Aim of the task: All of the entries must be output exactly as they are.

Information shown:
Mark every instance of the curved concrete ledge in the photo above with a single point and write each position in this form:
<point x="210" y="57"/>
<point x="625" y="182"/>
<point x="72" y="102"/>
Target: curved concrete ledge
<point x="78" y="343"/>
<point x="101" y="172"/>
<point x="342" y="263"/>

Solved problem:
Mark every instance of the curved concrete ledge in the photo above with a single point and write each position in this form:
<point x="210" y="57"/>
<point x="625" y="182"/>
<point x="72" y="102"/>
Target: curved concrete ledge
<point x="78" y="343"/>
<point x="101" y="172"/>
<point x="342" y="263"/>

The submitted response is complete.